## RECORDS FOR THE TASK
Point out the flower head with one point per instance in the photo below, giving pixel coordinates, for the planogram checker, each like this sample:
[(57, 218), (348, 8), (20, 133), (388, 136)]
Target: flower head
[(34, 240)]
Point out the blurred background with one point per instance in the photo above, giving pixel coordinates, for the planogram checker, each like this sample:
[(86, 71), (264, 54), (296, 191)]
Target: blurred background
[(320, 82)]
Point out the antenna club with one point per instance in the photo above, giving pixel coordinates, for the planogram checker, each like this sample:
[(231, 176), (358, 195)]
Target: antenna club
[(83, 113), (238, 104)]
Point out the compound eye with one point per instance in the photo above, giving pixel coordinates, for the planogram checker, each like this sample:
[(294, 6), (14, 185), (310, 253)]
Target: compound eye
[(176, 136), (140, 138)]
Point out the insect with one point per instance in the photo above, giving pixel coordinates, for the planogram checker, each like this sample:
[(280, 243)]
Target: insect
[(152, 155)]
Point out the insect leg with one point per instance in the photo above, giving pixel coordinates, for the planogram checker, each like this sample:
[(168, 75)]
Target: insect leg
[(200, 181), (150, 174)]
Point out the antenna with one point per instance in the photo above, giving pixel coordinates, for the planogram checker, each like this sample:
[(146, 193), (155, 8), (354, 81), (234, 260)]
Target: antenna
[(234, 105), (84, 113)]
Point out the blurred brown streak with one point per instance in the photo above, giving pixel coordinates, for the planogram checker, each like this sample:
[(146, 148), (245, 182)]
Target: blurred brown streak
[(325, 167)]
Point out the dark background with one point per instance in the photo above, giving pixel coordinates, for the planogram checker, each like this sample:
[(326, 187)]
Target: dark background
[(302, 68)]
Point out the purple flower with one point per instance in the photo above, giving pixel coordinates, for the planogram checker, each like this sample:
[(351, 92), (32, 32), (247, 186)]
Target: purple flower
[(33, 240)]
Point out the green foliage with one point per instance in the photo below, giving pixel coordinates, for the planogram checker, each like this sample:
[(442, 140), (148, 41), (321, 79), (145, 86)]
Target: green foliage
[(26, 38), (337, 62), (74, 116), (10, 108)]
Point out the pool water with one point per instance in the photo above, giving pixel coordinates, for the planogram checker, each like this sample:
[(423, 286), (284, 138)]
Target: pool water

## WHAT THE TASK REQUIRES
Could you render the part of the entries above that opens with the line containing "Point out the insect with" and closes with the line containing "[(200, 181), (150, 174)]" as a Markdown table with the columns Row and Line, skipping any blank lines?

## SOLUTION FOR THIS EXERCISE
| Row | Line |
|---|---|
| 1 | Point out the insect with one point per instance in the photo above, giving pixel coordinates, for the planogram checker, each like this sample: |
| 2 | [(280, 243)] |
| 3 | Target: insect |
| 4 | [(152, 155)] |
| 5 | Point out the insect leg with one point per instance in the photo above, giving pixel coordinates, for the planogram checker, each like this sample: |
| 6 | [(168, 75)] |
| 7 | Target: insect leg |
| 8 | [(200, 181), (150, 174)] |